### Your objective
Find the line that contains "Target: tree-covered hill". Output it and every line after it to the end of the records, exactly as they appear.

Dataset excerpts on object pointing
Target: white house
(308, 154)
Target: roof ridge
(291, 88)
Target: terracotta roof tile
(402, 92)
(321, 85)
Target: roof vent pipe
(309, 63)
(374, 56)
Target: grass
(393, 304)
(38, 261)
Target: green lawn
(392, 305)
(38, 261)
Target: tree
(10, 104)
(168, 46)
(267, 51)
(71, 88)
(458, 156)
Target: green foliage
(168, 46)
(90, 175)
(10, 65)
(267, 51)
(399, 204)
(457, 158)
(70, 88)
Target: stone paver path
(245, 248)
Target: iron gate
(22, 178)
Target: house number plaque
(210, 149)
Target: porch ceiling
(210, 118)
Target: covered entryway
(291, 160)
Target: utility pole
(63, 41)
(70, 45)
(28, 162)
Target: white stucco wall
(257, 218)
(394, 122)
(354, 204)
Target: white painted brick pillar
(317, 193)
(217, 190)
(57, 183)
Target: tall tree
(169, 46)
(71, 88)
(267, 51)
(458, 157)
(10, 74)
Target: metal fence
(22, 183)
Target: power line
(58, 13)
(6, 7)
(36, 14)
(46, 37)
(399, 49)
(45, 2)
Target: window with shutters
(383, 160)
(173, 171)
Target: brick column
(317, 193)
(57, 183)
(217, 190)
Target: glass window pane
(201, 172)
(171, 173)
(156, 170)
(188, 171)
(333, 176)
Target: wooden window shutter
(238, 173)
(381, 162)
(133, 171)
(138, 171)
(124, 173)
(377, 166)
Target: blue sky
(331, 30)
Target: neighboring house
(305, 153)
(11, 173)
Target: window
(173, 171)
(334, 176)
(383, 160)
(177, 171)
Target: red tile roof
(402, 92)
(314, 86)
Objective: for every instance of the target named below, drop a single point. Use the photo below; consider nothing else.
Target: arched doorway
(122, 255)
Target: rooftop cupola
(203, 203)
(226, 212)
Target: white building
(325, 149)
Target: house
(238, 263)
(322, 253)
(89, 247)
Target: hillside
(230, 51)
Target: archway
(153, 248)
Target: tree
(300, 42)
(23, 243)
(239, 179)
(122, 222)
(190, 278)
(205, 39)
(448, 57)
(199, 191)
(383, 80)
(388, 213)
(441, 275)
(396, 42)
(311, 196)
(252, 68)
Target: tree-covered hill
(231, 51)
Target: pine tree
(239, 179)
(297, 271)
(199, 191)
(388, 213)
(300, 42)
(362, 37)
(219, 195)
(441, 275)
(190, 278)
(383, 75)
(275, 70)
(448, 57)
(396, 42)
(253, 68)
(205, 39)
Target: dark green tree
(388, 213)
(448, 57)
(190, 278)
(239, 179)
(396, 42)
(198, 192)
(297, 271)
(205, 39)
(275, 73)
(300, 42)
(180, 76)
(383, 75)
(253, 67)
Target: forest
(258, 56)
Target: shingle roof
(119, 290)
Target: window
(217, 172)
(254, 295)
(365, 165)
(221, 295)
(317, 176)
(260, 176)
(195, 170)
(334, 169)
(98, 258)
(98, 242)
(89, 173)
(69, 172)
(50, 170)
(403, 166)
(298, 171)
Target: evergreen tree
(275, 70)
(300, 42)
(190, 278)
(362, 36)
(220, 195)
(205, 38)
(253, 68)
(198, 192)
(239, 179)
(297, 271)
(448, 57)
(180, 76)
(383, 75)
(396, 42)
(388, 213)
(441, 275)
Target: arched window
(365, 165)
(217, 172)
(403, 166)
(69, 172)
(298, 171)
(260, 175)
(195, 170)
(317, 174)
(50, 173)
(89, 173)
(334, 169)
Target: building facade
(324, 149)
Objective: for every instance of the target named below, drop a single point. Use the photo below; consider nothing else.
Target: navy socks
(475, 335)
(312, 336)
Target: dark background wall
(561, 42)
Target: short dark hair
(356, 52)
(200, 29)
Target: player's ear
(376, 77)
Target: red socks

### Solution to the problem
Target: tree-covered hill
(231, 51)
Target: pine tree
(239, 179)
(297, 271)
(199, 191)
(388, 213)
(300, 42)
(362, 37)
(219, 195)
(441, 275)
(190, 278)
(383, 75)
(275, 70)
(448, 57)
(396, 42)
(253, 68)
(205, 39)
Target: dark green tree
(388, 213)
(448, 57)
(190, 278)
(239, 179)
(396, 42)
(198, 192)
(297, 271)
(205, 39)
(275, 73)
(300, 42)
(180, 76)
(383, 75)
(253, 67)
Target: forest
(258, 56)
Target: shingle roof
(119, 290)
Target: window
(217, 172)
(254, 295)
(365, 165)
(221, 295)
(317, 176)
(260, 176)
(195, 170)
(334, 169)
(98, 258)
(98, 242)
(89, 173)
(69, 172)
(50, 170)
(403, 166)
(298, 171)
Target: evergreen tree
(275, 70)
(300, 42)
(190, 278)
(362, 36)
(220, 195)
(205, 38)
(253, 68)
(198, 192)
(239, 179)
(297, 271)
(448, 57)
(180, 76)
(383, 75)
(396, 42)
(388, 213)
(441, 275)
Target: arched window
(365, 165)
(217, 172)
(403, 166)
(69, 172)
(298, 171)
(260, 175)
(195, 170)
(317, 174)
(50, 173)
(89, 173)
(334, 169)
Target: building facade
(324, 149)
Objective: for every instance of the target named below, drop a single point. Use the photo below; consider nothing else.
Target: navy socks
(475, 335)
(312, 336)
Target: dark background wall
(561, 42)
Target: short dark hair
(356, 52)
(200, 29)
Target: player's ear
(376, 77)
Target: red socks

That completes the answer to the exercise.